(Exercise material):

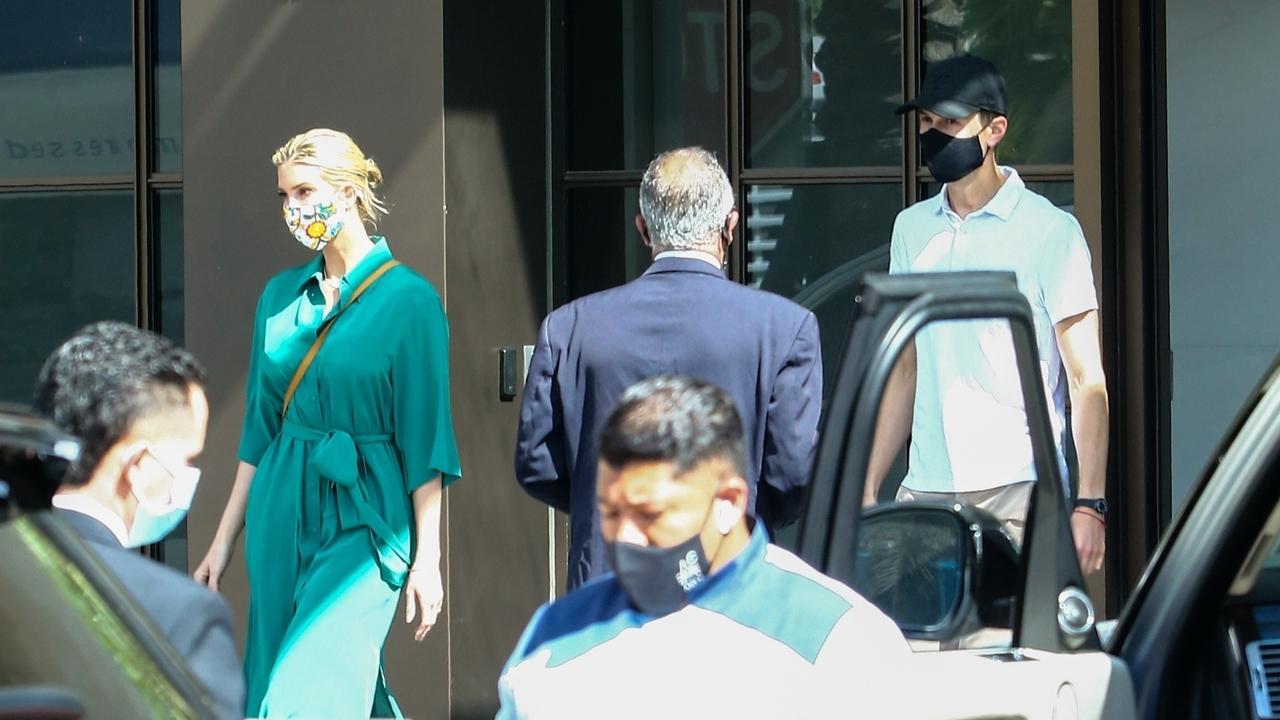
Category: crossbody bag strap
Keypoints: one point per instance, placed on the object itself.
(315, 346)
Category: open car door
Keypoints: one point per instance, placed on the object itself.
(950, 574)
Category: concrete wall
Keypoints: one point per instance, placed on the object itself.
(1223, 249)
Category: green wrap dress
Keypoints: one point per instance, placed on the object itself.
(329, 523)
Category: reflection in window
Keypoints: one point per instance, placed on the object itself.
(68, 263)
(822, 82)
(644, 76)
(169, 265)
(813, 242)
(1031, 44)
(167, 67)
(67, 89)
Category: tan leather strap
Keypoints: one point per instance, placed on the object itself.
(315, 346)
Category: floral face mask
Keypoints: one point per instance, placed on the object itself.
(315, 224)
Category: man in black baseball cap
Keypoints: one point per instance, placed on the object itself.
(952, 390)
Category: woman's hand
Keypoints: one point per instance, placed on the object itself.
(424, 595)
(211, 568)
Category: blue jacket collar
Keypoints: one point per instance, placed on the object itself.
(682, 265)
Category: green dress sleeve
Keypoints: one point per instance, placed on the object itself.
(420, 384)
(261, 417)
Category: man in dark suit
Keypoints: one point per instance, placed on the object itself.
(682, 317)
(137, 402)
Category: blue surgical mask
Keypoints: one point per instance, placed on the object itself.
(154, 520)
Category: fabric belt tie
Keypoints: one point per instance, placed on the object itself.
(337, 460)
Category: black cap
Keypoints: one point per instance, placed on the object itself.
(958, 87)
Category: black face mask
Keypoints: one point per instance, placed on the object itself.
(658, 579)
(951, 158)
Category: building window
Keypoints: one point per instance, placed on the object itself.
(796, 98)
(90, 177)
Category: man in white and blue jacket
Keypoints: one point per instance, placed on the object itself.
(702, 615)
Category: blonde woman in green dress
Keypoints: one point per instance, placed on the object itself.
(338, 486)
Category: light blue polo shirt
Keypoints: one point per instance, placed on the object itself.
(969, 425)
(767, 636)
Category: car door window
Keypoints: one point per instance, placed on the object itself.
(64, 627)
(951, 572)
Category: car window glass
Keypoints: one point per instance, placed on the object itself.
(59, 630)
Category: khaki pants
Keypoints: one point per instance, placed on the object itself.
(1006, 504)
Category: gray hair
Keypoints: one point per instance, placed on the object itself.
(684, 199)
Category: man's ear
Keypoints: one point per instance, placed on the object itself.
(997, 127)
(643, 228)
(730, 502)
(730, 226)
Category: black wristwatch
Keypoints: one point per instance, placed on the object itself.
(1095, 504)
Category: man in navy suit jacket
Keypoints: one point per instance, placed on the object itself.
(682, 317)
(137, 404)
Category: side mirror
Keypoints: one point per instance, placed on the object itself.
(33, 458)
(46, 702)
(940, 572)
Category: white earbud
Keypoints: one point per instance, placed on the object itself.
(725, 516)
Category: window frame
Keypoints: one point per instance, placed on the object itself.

(Challenge): Repeat the data exactly, excluding the pictures.

(Response):
Category: crossbody bag strap
Keypoints: one point per instance, placed on the object itself.
(315, 346)
Category: open car door
Keypoints: one point per instance, placed on the object itself.
(950, 574)
Category: concrete wall
Keypoints: one point per instance, placed on the object itself.
(1223, 249)
Category: green wrap dress
Keypoints: one point per instance, placed on the object itself.
(329, 523)
Category: reflection in window
Keypoints: one point per instance, placed on the object itself.
(68, 263)
(822, 82)
(644, 76)
(169, 265)
(813, 242)
(1031, 44)
(167, 67)
(67, 89)
Category: tan leather strap
Keypoints: one point per instance, placed on the object itself.
(315, 346)
Category: floral face mask
Keypoints: one point per instance, placed on the object itself.
(315, 224)
Category: man in black baseball cap
Keypoints: one point per instance, placed on the object itself.
(952, 390)
Category: woman's hand
Keypoints: one point per instance, placed on the object itself.
(424, 595)
(211, 568)
Category: blue jacket collar
Keypoints: one point per instance, placed on the object itself.
(682, 265)
Category: green dress sleeve
Keypoints: one point per instance, placed on the object itself.
(420, 384)
(261, 417)
Category: man in dark suit
Keypoints: one point per instance, placed on the object itself.
(682, 317)
(137, 402)
Category: blue surgical mask
Keypoints: one point per instance, placed on the object itself.
(154, 520)
Category: fabric belt tie
Keypoints: one point per instance, placed on the object itself.
(337, 460)
Category: black cap
Keypoints: one point per instance, placed on the object itself.
(958, 87)
Category: black face mask
Keypoints: one point per instance, placed on the object itself.
(658, 579)
(951, 158)
Category: building window
Keypoints: one point per instance, placed on the object itself.
(796, 98)
(90, 177)
Category: man in white and blue jacket
Keypoints: one point per instance, placed on the object itself.
(702, 615)
Category: blonde woman in green dress
Keypoints: one point per instance, placed on the object itself.
(338, 486)
Category: light blue polo shirt
Keypoints: one point per instance, placed on the object itself.
(969, 425)
(767, 636)
Category: car door window
Keypoints: one point per instance, placed on the object itself.
(64, 627)
(951, 572)
Category: car window glass
Keypoints: one point per instance, placed on the object itself.
(59, 630)
Category: khaki pants
Keypoints: one point per instance, placed on the object itself.
(1006, 504)
Category: gray hair
Keypoints: one point per instance, placed on the object itself.
(684, 199)
Category: man's ear
Keypoints: one point per instance, placed on the object itself.
(997, 127)
(643, 228)
(730, 502)
(730, 226)
Category: black wristwatch
Keypoints: one point per instance, placed on the object itself.
(1095, 504)
Category: man in navy suit jacket
Keypoints: one point per instance, placed on the object itself.
(682, 317)
(137, 404)
Category: side mirror
Keypoints: one point per instance, placed on the object itself.
(33, 458)
(46, 702)
(940, 572)
Category: white earbud
Keypoints: one point per instance, placed on the object itself.
(725, 516)
Category: window frame
Keypoints: one point per instance, placed on the object itself.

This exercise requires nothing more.